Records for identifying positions

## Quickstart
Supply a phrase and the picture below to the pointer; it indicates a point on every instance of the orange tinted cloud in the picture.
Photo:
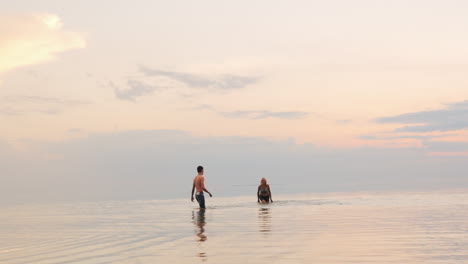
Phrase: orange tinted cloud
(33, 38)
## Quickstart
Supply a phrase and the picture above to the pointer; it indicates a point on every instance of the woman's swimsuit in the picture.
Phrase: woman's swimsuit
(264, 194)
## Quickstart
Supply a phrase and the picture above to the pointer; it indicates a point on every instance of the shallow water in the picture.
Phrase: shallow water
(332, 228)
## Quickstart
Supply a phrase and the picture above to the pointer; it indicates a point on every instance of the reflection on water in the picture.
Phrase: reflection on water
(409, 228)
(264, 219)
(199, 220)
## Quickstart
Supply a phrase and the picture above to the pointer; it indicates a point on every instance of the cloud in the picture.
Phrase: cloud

* * *

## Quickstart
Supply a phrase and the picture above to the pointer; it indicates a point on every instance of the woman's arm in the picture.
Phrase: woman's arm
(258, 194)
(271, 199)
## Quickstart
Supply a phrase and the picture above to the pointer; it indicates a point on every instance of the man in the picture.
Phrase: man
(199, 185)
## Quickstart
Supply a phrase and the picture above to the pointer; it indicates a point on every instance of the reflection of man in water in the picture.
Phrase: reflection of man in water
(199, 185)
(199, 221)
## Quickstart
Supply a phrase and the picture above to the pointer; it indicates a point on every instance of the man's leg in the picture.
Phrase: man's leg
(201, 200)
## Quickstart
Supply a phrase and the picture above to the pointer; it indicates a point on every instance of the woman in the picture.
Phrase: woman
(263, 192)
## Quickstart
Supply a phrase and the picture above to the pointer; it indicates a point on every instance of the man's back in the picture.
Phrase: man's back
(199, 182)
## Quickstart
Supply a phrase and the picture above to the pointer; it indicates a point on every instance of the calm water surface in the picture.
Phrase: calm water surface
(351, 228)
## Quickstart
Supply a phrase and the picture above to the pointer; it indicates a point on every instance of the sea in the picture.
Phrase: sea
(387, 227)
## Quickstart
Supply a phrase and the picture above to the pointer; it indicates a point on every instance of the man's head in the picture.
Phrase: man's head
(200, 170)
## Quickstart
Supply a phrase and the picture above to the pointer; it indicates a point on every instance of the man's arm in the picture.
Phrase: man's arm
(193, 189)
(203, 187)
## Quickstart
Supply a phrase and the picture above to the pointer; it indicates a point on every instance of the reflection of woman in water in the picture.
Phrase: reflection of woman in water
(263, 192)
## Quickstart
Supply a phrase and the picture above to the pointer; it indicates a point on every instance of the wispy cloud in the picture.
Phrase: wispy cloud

---

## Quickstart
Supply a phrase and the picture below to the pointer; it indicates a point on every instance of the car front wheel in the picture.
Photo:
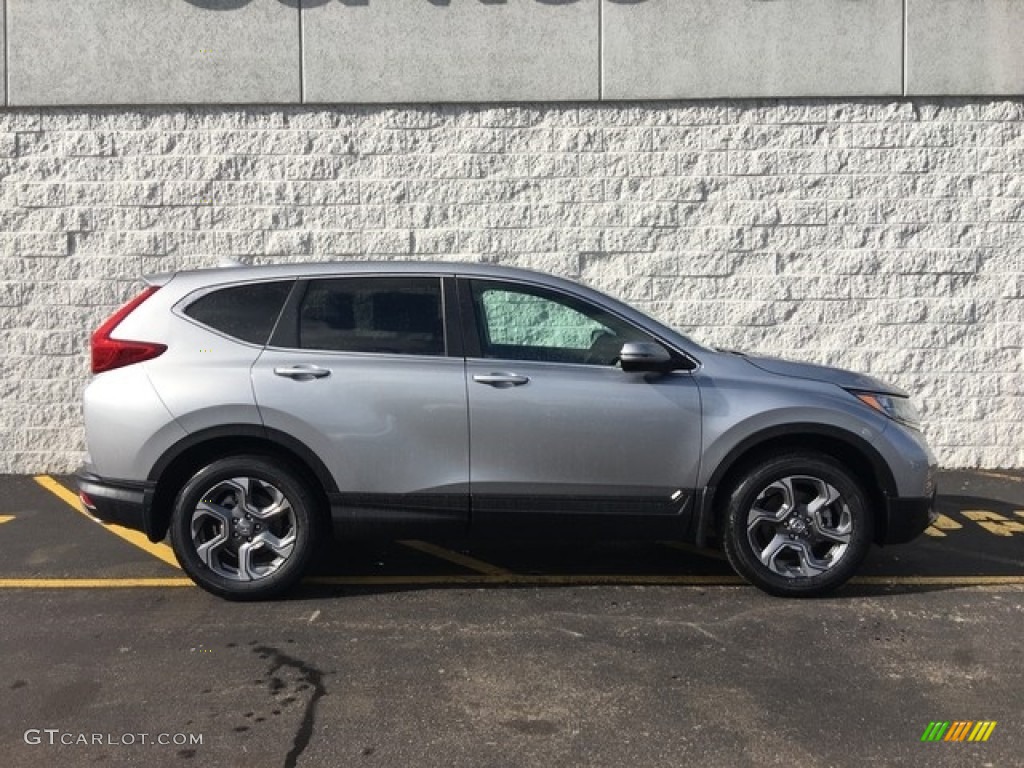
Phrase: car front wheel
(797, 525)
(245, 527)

Set task >> Return each line of the items above that contains the word "shallow".

Problem solution >>
Supply a phrase and the picture above to the pointer; it indicates a point on every instance of the shallow water in the picture.
Phrase: shallow water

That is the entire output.